Stated problem
Copy the passage on New York fracturing from "The prolific Marcellus" to "of the state.", renaming "moratorium" as "prohibition".

Text section
* BEGIN *
Battle Over Fracturing In New York State Is Ramping Up (Top)

The prolific Marcellus shale formation that blankets Pennsylvania, West Virginia and the eastern portion of Ohio also extends into western and southern areas of New York State.  In response to a strong and vocal environmental movement in these regions, New York instituted a moratorium against the use of hydraulic fracturing to tap the potential hydrocarbon resources deposited in these areas.  One major political issue was concern about potential contamination of drinking water sources that supply New York City, so the area surrounding the water reservoirs was ruled off-limits for any drilling or fracturing.  That ban did little to end the anti-fracturing opposition in the region located along the northern border of Pennsylvania, especially the liberal hotbed of Ithaca at the tip of Cayuga Lake in the Finger Lakes region of the state.
* END *
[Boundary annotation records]
* BEGIN *
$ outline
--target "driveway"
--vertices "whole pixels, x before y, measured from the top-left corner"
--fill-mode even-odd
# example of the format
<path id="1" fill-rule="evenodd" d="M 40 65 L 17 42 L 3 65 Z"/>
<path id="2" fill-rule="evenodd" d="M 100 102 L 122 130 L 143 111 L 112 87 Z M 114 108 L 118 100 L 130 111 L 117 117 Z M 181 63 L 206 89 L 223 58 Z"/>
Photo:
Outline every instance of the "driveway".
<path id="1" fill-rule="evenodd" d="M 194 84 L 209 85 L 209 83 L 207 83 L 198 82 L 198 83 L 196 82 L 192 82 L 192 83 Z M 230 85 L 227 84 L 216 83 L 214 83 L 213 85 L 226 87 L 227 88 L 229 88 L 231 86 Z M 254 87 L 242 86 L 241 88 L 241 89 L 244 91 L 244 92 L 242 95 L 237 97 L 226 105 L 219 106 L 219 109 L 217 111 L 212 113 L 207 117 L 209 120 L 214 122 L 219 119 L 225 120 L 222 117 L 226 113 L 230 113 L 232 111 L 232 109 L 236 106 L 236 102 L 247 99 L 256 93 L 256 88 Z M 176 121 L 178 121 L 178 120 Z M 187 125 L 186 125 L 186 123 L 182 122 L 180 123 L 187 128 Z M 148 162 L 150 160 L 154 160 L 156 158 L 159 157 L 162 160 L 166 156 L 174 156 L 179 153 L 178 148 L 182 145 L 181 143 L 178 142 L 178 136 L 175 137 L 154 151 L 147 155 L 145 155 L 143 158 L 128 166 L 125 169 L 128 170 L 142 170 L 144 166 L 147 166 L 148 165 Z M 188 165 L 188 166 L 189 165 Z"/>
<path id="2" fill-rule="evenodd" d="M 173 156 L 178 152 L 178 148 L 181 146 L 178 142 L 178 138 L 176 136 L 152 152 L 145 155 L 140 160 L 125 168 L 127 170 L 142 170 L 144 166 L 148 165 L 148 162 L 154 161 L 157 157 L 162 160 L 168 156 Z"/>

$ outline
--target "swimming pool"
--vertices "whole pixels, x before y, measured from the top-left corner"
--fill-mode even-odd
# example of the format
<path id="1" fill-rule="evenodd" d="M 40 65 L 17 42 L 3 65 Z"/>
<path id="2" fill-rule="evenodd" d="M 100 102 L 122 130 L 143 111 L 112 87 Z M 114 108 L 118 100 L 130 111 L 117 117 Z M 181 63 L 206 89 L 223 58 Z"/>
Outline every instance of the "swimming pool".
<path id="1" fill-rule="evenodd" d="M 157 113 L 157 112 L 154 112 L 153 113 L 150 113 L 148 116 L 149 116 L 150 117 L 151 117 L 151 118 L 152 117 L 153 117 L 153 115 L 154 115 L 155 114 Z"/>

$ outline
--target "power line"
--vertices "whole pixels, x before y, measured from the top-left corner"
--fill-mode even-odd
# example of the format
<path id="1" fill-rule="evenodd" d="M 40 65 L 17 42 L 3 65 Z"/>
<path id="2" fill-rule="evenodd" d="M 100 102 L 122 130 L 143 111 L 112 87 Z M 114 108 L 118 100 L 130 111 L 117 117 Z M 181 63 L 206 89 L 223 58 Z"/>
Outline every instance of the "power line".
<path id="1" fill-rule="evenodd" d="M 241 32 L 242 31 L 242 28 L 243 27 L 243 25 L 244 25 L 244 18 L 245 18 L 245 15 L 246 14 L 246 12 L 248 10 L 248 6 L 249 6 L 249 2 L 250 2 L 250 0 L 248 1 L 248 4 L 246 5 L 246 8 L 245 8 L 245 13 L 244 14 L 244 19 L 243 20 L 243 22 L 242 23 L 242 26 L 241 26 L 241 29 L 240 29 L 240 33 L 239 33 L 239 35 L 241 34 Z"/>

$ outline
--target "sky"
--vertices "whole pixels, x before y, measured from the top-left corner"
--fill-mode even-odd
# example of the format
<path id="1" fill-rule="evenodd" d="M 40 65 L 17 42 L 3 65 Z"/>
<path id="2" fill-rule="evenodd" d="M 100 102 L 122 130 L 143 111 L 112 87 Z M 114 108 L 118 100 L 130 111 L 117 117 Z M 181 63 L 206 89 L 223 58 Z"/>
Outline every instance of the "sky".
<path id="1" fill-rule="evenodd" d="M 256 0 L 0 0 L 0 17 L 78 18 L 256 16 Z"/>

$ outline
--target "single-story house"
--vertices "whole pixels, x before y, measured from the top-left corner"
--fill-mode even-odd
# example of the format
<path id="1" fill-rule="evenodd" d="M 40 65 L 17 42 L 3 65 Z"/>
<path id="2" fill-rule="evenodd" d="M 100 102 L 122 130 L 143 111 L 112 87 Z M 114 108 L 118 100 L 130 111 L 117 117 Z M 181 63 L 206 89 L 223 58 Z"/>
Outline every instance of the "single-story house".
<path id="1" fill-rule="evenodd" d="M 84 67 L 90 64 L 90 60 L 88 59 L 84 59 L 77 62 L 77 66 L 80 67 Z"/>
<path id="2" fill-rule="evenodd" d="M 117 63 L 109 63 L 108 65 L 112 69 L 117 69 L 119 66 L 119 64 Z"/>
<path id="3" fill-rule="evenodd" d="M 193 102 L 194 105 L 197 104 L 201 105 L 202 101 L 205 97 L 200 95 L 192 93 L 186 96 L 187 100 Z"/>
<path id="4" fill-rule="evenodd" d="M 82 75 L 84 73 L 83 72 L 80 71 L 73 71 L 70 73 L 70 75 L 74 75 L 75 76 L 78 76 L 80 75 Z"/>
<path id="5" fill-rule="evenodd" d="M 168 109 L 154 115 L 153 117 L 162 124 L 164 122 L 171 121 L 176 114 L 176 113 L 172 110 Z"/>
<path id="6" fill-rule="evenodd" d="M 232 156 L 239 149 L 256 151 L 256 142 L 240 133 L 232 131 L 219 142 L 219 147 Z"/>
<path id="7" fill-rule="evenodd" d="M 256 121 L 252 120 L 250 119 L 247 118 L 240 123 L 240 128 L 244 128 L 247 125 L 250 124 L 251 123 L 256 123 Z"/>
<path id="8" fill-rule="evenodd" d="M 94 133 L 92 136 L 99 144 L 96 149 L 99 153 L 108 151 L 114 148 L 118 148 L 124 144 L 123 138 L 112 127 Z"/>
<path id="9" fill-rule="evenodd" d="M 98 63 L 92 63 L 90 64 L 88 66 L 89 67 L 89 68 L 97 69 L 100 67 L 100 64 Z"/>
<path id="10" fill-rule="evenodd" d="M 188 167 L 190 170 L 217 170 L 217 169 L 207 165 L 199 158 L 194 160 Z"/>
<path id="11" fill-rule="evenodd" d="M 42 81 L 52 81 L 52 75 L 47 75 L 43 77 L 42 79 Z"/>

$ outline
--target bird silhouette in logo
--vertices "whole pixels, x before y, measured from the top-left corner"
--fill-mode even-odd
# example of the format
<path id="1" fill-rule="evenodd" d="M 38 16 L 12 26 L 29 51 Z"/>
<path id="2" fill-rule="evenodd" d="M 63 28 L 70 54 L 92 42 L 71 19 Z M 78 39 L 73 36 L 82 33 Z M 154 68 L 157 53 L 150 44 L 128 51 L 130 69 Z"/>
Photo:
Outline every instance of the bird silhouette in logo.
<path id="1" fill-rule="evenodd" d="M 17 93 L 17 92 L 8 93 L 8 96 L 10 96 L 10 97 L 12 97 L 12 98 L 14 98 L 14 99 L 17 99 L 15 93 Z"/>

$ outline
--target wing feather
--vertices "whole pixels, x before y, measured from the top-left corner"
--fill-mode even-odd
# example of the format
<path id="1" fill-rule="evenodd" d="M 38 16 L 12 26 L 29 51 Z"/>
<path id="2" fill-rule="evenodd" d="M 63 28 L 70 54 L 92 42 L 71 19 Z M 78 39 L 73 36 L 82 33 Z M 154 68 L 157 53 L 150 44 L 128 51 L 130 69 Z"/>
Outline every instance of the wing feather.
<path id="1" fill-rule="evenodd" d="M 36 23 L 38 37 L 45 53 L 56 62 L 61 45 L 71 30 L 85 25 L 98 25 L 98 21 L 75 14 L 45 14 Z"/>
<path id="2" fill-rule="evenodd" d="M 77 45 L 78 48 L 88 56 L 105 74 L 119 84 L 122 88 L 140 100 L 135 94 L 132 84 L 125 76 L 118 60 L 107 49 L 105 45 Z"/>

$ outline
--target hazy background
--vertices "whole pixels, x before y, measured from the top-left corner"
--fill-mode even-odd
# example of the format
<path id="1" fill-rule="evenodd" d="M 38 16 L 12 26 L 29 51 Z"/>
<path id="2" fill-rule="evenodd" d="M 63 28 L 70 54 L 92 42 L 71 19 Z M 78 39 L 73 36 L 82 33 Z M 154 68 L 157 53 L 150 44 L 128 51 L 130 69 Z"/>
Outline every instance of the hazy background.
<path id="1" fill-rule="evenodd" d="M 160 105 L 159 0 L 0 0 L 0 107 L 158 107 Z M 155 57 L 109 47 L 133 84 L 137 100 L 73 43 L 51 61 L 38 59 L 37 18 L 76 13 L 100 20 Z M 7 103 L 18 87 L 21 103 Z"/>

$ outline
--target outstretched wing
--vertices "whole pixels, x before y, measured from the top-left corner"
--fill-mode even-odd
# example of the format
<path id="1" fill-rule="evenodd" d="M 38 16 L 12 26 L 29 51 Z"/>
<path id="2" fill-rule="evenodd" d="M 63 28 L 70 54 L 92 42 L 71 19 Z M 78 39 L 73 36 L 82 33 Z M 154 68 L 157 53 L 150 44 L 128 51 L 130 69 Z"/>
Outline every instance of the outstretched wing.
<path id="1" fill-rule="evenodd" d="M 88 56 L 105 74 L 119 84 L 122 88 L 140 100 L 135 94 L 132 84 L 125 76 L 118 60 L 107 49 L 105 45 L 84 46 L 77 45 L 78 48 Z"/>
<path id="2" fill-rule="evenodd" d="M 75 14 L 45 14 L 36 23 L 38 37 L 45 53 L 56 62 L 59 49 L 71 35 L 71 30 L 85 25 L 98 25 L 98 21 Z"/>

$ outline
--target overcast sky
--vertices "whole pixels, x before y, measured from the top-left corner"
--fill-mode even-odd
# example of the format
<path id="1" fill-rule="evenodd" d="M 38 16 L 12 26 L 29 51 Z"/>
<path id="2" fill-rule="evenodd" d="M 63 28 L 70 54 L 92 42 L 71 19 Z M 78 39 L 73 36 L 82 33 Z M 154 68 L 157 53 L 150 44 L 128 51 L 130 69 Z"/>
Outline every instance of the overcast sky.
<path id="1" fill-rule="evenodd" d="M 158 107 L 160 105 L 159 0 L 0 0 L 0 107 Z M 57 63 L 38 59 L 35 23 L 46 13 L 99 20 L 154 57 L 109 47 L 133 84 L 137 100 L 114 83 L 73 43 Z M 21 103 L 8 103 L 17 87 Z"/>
* END *
Complete output
The prolific Marcellus shale formation that blankets Pennsylvania, West Virginia and the eastern portion of Ohio also extends into western and southern areas of New York State.  In response to a strong and vocal environmental movement in these regions, New York instituted a prohibition against the use of hydraulic fracturing to tap the potential hydrocarbon resources deposited in these areas.  One major political issue was concern about potential contamination of drinking water sources that supply New York City, so the area surrounding the water reservoirs was ruled off-limits for any drilling or fracturing.  That ban did little to end the anti-fracturing opposition in the region located along the northern border of Pennsylvania, especially the liberal hotbed of Ithaca at the tip of Cayuga Lake in the Finger Lakes region of the state.